**Text block:**
-----

Decomposing and organizing the computing system—dividing and ruling—in these two ways produced what Dijkstra would later call “hierarchical ordering of sequential processes”.30 Structuring a programming system hierarchically in this bottom-up fashion, one level at a time, has great aesthetic appeal; it is an elegant way for managing the complexity of a large system. After the sequential processes at level i have been designed, implemented, and proved correct, one need not worry about them; they become reliable components for building sequential processes at level i + 1.

V

But how does one prove that an individual program (or a sequential process) is correct? And why is it important to prove correctness as opposed to the usual method in programming of testing a program experimentally on a computer?

-----

**Written exercise A:**
Duplicate the passage on hierarchical ordering from "Decomposing and organizing" to "on a computer?".
**Written exercise B:**
In one to three sentences, explain why, according to the passage on hierarchical ordering, one need not worry about the sequential processes at level i once work on them is finished.

**Data provided:**

-----

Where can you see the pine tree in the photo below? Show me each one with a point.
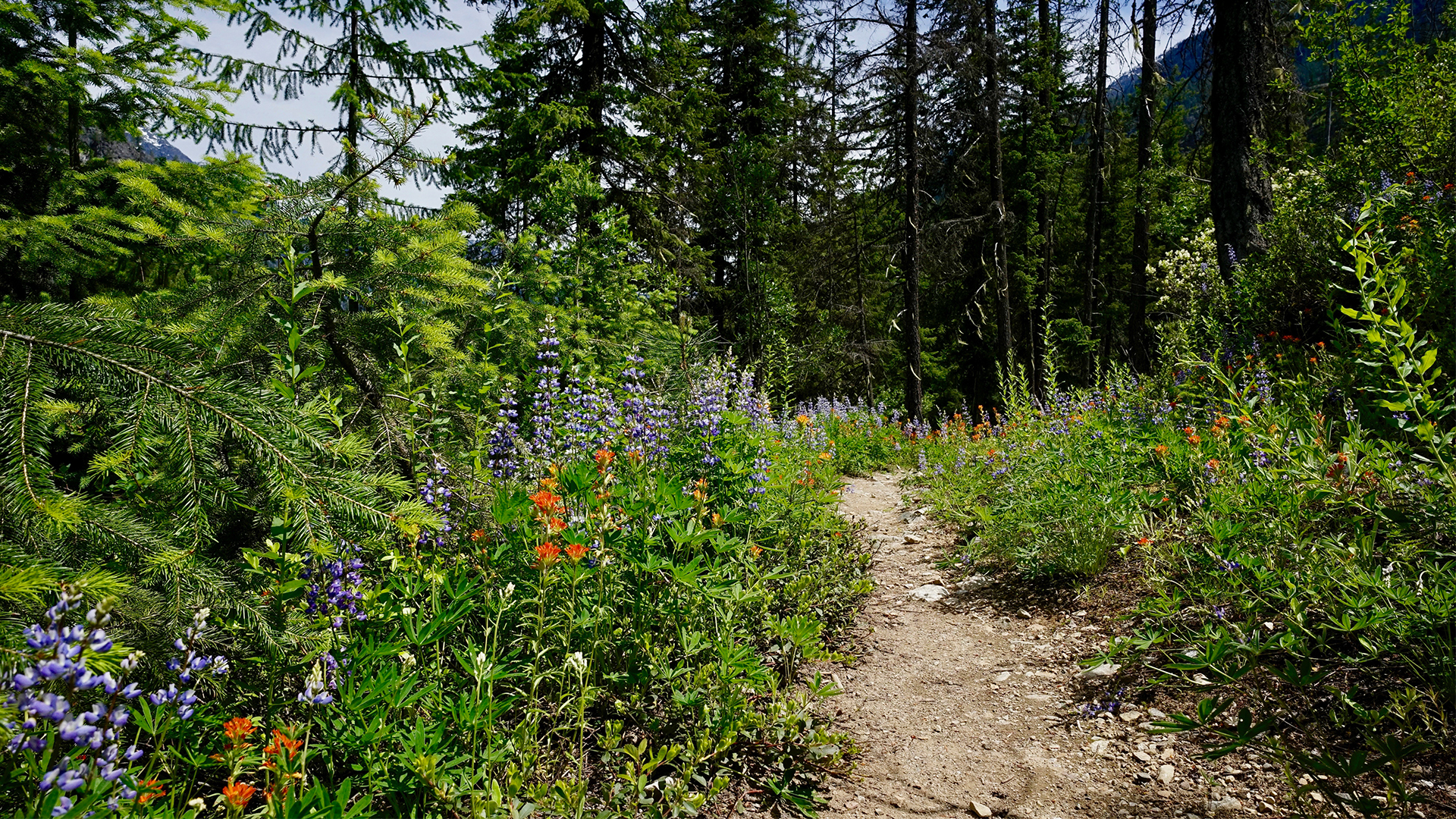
(364, 67)
(555, 95)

-----

**Final result A:**
Decomposing and organizing the computing system—dividing and ruling—in these two ways produced what Dijkstra would later call “hierarchical ordering of sequential processes”.30 Structuring a programming system hierarchically in this bottom-up fashion, one level at a time, has great aesthetic appeal; it is an elegant way for managing the complexity of a large system. After the sequential processes at level i have been designed, implemented, and proved correct, one need not worry about them; they become reliable components for building sequential processes at level i + 1.

V

But how does one prove that an individual program (or a sequential process) is correct? And why is it important to prove correctness as opposed to the usual method in programming of testing a program experimentally on a computer?

**Final result B:**
They have been designed, implemented, and proved correct, so they become reliable components for building the sequential processes at level i + 1.